Пожалуйста, выведите из текста о Париже отрывок между словами «Мы сняли мастерскую» и «такое не приключается.» включительно, без единого изменения.

ИСХОДНЫЙ ТЕКСТ:

----------------

18

[1] [2] [3]

18

Мы сняли мастерскую на бульваре Сен-Марсель; это была надстройка над старым домом, разумеется сизо-пепельным. Домовладелец, желая дороже сдать мастерскую, провел в дом электричество. Съемщикам квартир предложили бесплатно установить электрическое освещение, почти все отказались: не хотели, чтобы в двери стучался контролер, проверяющий счетчик.

Конечно, еще неприятнее контролера была непрошеная гостьи история, и парижане радовались, что она убралась восвояси. Правда, прочитав в газете, что Бриан и американец Келлог подписали пакт, запрещающий навеки войны, они по привычке усмехнулись - все-таки они были французами; но в душе они твердо верили, что, пока они живут, никакой войны не будет: дважды в жизни такое не приключается.

Карикатуристы занялись новым премьером Тардье; его легко было рисовать - он всегда держал в зубах длиннущий мундштук. Морис Шевалье пел свои песенки. Газеты несколько месяцев подряд описывали, как ювелир Месторино убил маклера, а потом сжег его труп. Сюрреалист Бюнюэль показал забавный фильм: на двуспальной кровати вместо любовницы нежилась солидная корова. Когда в парламенте обсуждали закон о ввозе нефти, один депутат саркастически сказал: «Прежде при любом скандале говорили: «Ищите женщину», теперь мы вправе сказать: «Ищите нефть». Другой депутат прервал его: «Не сравнивайте нефть с женщиной, женщина божество!» Третий при общем смехе добавил: «К тому же женщина не воспламеняется»…

В очень старом фильме Рене Клера «Париж уснул» применен забавный прием - кино превращается в набор моментальных фотографий, комических с трагическим подтекстом: приподнятые ноги, раскрытые рты, заломленные руки. Таким уснувшим мне вспоминается Париж конца двадцатых годов.

----------------

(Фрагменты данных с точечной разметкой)

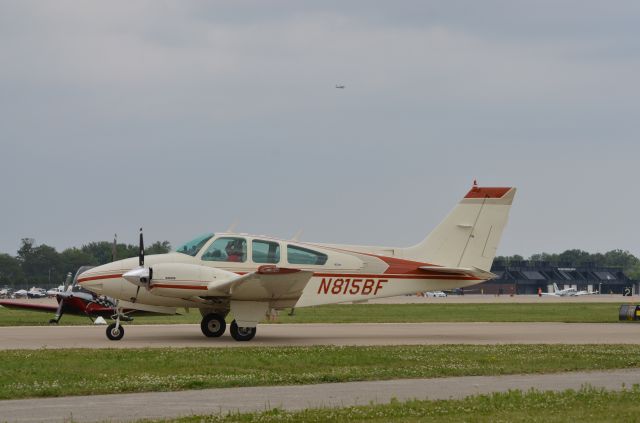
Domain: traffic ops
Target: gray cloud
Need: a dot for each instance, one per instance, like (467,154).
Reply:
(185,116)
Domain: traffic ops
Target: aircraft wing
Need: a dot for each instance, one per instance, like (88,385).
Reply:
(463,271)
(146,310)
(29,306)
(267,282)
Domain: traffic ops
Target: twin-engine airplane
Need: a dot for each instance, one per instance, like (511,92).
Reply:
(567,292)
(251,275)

----------------

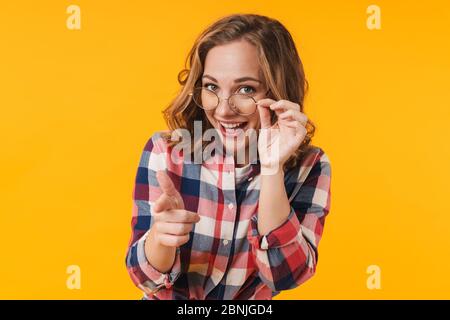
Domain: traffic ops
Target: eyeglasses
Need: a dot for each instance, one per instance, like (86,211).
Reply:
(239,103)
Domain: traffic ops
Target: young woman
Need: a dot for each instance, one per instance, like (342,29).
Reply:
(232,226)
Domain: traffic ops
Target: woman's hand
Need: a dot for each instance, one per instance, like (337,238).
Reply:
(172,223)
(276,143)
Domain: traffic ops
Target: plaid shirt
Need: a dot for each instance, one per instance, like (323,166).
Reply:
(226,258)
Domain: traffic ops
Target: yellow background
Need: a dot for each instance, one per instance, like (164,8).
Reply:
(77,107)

----------------

ВЫПОЛНЕННОЕ УПРАЖНЕНИЕ:
Мы сняли мастерскую на бульваре Сен-Марсель; это была надстройка над старым домом, разумеется сизо-пепельным. Домовладелец, желая дороже сдать мастерскую, провел в дом электричество. Съемщикам квартир предложили бесплатно установить электрическое освещение, почти все отказались: не хотели, чтобы в двери стучался контролер, проверяющий счетчик.

Конечно, еще неприятнее контролера была непрошеная гостьи история, и парижане радовались, что она убралась восвояси. Правда, прочитав в газете, что Бриан и американец Келлог подписали пакт, запрещающий навеки войны, они по привычке усмехнулись - все-таки они были французами; но в душе они твердо верили, что, пока они живут, никакой войны не будет: дважды в жизни такое не приключается.